-- What you will do --
Answer these questions from the article on Project Blackbird:
1. For how many years was Project Blackbird in development?
2. With how many alien factions can players align?
3. What is the habitable zone between the sunlit and dark sides of Soteria called?

-- Exercise text --
[Start of section]

The 9,000 workers shed from Microsoft’s games division saw not only massive losses in terms of workers, the end of content updates for other live titles, and the stepping down of Zenimax Online Studios’ Matt Firor, it also killed off Project Blackbird, a new MMORPG from ZOS that was in development for seven years. Now we’re all getting some more details about just what this game was looking like – and further learning about the lost potential above and beyond not seeing another MMO from the now well-seasoned MMO studio.
Anonymous insider sources reporting to True Achievements summarize Blackbird as “a blend of Destiny, Blade Runner, and Horizon Zero Dawn“: Players take up the role of Revenants aligned with one of five alien factions to explore the planet of Soteria, which has a side scorched by endless sun, a side covered in darkness and ice, and a habitable zone in-between known as the Twilight Band, all wrapped up in a shooter MMO game package.

[End of section]

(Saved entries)
[Start of section]

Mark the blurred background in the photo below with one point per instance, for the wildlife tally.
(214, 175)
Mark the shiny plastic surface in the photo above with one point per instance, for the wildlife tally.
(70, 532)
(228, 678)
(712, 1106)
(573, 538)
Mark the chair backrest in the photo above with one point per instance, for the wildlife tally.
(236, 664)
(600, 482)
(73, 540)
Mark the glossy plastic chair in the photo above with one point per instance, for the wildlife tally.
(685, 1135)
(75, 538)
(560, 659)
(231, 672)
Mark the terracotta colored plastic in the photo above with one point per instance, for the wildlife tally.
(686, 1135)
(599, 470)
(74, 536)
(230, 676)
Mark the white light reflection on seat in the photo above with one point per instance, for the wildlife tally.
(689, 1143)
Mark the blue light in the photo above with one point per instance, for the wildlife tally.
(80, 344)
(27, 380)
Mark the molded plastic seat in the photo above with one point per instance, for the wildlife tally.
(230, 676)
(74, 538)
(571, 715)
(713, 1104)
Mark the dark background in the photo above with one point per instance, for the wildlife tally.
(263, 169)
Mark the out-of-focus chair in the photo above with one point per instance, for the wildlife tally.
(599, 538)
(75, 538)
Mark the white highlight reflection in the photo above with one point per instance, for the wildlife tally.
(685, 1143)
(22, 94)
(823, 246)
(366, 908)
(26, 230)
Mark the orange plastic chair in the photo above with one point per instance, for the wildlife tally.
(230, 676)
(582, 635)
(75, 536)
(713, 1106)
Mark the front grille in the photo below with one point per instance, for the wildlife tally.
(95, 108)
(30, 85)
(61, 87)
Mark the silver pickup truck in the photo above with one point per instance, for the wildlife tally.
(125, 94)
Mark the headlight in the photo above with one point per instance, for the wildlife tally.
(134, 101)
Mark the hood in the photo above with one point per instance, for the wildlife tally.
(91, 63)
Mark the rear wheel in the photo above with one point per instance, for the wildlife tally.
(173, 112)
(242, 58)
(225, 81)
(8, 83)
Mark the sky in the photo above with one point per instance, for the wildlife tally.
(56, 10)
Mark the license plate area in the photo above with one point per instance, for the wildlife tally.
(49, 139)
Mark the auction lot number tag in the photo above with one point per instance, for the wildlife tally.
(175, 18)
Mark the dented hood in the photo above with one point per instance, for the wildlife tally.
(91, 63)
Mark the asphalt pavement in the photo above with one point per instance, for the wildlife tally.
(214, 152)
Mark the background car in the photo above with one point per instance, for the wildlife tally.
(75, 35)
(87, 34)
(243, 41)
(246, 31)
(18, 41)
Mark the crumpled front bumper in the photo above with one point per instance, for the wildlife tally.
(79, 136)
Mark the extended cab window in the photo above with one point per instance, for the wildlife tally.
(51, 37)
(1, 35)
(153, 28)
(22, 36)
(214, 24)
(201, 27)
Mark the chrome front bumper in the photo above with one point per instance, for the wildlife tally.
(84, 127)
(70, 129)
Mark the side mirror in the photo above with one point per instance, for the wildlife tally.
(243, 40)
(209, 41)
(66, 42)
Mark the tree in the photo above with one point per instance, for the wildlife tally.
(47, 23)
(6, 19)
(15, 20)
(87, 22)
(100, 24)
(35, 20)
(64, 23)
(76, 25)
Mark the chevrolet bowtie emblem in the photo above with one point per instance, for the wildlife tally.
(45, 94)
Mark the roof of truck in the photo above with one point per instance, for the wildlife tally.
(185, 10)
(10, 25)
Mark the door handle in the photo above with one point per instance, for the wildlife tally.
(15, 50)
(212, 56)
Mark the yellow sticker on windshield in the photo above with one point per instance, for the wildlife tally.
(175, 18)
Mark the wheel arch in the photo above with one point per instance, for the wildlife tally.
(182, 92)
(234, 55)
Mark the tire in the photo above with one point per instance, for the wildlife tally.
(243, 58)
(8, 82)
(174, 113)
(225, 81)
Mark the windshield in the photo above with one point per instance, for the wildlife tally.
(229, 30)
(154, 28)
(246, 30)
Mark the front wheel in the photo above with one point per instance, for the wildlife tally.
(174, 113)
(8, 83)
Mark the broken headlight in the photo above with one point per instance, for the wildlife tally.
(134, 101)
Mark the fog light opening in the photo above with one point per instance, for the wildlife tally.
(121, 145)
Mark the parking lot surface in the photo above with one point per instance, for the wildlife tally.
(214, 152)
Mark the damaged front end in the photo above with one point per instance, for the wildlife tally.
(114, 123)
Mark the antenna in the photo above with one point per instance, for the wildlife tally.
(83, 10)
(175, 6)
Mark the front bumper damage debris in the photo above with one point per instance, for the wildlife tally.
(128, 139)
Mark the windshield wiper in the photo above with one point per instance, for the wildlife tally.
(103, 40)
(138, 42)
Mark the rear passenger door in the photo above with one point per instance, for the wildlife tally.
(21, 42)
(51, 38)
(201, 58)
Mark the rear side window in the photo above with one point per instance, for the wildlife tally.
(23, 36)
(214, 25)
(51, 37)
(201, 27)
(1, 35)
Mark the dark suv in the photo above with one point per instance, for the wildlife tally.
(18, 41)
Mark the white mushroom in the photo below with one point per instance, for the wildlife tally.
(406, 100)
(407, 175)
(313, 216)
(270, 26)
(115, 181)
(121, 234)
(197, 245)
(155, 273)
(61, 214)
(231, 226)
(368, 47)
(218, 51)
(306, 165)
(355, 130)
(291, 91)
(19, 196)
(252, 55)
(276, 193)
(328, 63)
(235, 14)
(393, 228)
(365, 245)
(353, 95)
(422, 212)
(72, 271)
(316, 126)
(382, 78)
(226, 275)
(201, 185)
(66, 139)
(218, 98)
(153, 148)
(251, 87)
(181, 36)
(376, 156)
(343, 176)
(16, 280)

[End of section]

-- Result of the task --
1. Seven years.
2. Five.
3. The Twilight Band.